* [Problem description]:
The records are to be repeated exactly, and any images in them are to be dropped.

---------- Materials provided

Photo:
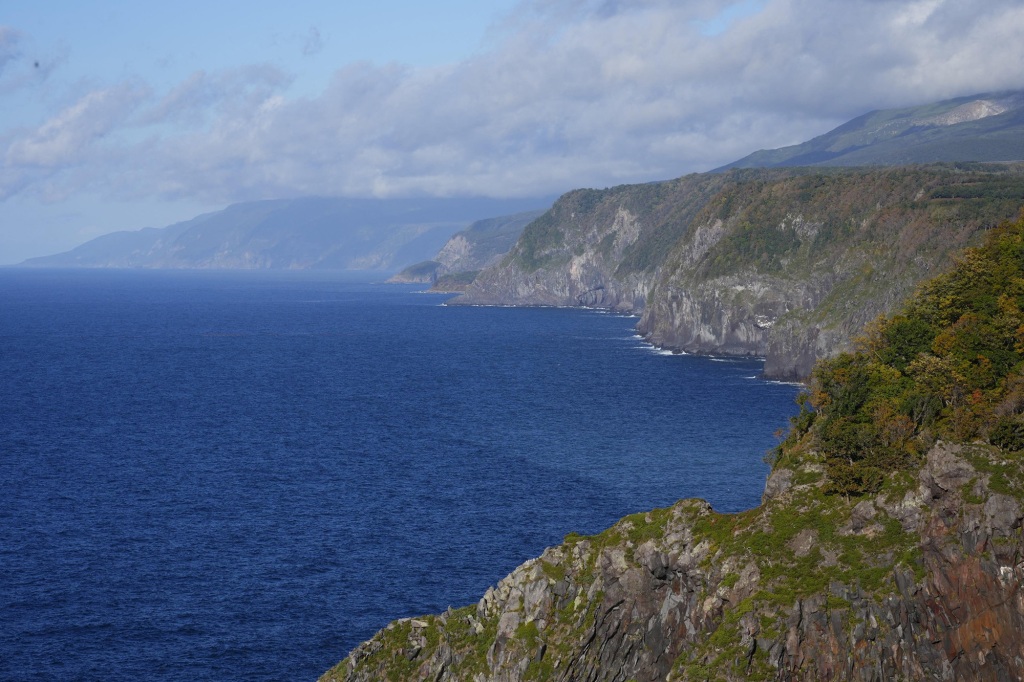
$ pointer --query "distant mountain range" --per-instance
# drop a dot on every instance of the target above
(982, 127)
(468, 252)
(296, 233)
(391, 235)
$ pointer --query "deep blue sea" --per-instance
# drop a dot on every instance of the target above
(218, 475)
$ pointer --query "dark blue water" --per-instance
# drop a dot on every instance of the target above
(207, 476)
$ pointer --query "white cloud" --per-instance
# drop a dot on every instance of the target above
(571, 93)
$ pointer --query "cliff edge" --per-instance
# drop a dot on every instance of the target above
(888, 544)
(788, 264)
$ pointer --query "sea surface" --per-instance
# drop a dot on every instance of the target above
(224, 475)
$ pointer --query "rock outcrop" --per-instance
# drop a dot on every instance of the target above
(788, 264)
(921, 586)
(469, 251)
(888, 545)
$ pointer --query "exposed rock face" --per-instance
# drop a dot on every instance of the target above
(924, 586)
(470, 250)
(787, 264)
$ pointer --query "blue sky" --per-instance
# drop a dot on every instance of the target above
(122, 115)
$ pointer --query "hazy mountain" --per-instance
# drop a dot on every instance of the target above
(470, 250)
(982, 127)
(297, 233)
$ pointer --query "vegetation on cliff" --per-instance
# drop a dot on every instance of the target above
(949, 366)
(788, 263)
(888, 545)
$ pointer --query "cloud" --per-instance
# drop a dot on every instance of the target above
(312, 44)
(9, 46)
(570, 93)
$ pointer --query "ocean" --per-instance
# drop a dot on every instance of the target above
(212, 475)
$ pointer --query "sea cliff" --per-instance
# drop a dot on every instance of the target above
(783, 263)
(888, 544)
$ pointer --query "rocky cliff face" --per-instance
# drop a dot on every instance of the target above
(470, 250)
(888, 545)
(926, 585)
(788, 264)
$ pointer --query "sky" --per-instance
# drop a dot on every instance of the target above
(120, 115)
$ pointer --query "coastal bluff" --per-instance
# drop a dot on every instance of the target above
(924, 586)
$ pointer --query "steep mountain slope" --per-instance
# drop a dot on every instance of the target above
(308, 232)
(470, 250)
(785, 263)
(888, 545)
(982, 127)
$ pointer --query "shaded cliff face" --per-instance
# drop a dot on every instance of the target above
(596, 248)
(788, 264)
(888, 544)
(469, 251)
(920, 586)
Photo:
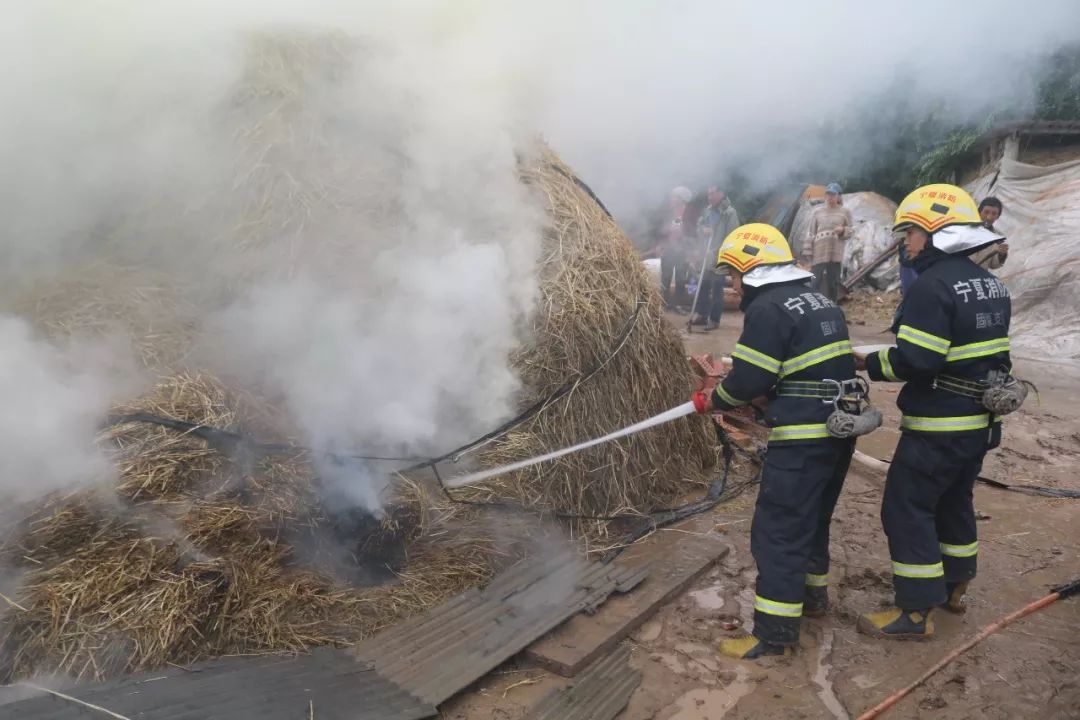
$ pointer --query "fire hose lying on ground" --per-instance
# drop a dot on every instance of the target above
(1058, 593)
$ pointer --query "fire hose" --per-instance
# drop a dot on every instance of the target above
(1058, 593)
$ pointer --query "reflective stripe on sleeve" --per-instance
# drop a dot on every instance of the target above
(887, 370)
(959, 551)
(808, 432)
(754, 357)
(923, 339)
(977, 350)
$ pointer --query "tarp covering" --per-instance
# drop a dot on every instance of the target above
(1041, 222)
(873, 215)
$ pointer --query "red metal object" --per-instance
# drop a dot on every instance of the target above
(737, 422)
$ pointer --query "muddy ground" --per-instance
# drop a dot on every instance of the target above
(1031, 669)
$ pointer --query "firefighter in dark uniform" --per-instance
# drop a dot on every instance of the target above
(795, 351)
(952, 345)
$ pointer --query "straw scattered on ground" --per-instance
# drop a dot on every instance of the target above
(871, 309)
(190, 555)
(103, 300)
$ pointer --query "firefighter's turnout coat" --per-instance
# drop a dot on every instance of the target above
(793, 341)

--------------------

* [Solved problem]:
Photo:
$ pointer --query "distant mountain range" --per-instance
# drop a dot on every instance of the target above
(982, 127)
(468, 252)
(296, 233)
(391, 235)
$ pointer --query "deep blue sea" --per-instance
# drop a dot on every instance of the target above
(218, 475)
$ pointer --query "dark blue water" --per-instance
# drop a dot on every instance of the target above
(207, 476)
$ pointer --query "white cloud" --per-instance
# drop a dot on every instance of the target above
(571, 93)
$ pointer --query "cliff edge" --per-instance
# drop a dot on every instance of the target above
(888, 544)
(788, 264)
$ pointer --query "sea surface" --per-instance
# drop a dot on every instance of the target above
(224, 475)
$ pointer --query "rock outcrop" --per-instance
# drop a dot on every instance of the target above
(788, 264)
(921, 586)
(469, 251)
(888, 545)
$ pointer --query "exposed rock face" --per-instance
# drop a dot on every instance of the target above
(924, 586)
(470, 250)
(787, 264)
$ pointer --query "blue sky" --per-instance
# drop a dot on every instance of the target above
(122, 115)
$ pointer --query "hazy mountain" --per-instance
# drop a dot on every instance of the target above
(470, 250)
(982, 127)
(297, 233)
$ pointer --query "vegetation on cliff" --per-instance
# drop a dot on every instance of the target above
(949, 366)
(788, 263)
(888, 545)
$ pointer --query "cloud" --per-instance
# drop a dot on every instance of the target above
(312, 44)
(9, 46)
(570, 93)
$ pointer --query "ocean" --per-instance
# drop a dot on every instance of the target above
(212, 475)
$ pointer --query "sea cliff" --per-instance
# drop a dot on every instance of the target above
(783, 263)
(888, 544)
$ pointer --query "rocky cliff face" --per-instance
# drop a dot on every instance of the target above
(470, 250)
(888, 545)
(926, 585)
(788, 264)
$ pointer --query "sky" --per-instance
# drop a dot on every instance of the target above
(120, 115)
$ pointer --query "coastal bluff" --per-instance
# drop a dot on every instance of the target above
(924, 586)
$ pointer --query "steep mountain slope" --per-instance
# drop a dot on every instance of the target above
(308, 232)
(470, 250)
(785, 263)
(888, 545)
(982, 127)
$ pointer --query "shaded cliff face" --per-instance
# drop a dot on every instance of the target above
(596, 248)
(788, 264)
(888, 544)
(469, 251)
(920, 586)
Photo:
$ pointer --query "fire hose lying on ground" --per-instance
# drop a dot on every instance of the target above
(1058, 593)
$ pointer --query "fire hose" --per-instance
# drop a dot on every instance of the target above
(1058, 593)
$ pointer --query "reflective stripe on sleeve" --per-instance
# drop a dot on every instance of the target above
(887, 370)
(959, 551)
(808, 432)
(754, 357)
(923, 339)
(977, 350)
$ pointer --query "tarp covering" --per-instance
# drop a dot on every instance of the target above
(1041, 222)
(873, 215)
$ pointer --query "red metal object" --per-instance
# drop a dot on every instance of the target above
(737, 422)
$ pointer --query "muddy ground" --per-instance
# drop a dot on every instance of the target above
(1031, 669)
$ pointer --query "firefighter in dark uniform" --per-instance
# drop a dot on every instance of the target above
(795, 351)
(952, 345)
$ pointer --query "straw scattered on ground" --per-instance
# drop a dot on every instance of the target above
(871, 309)
(190, 555)
(103, 300)
$ pointer --query "firefighter's turnout coat" --per-instance
# drop a dot on every instance of the target above
(793, 341)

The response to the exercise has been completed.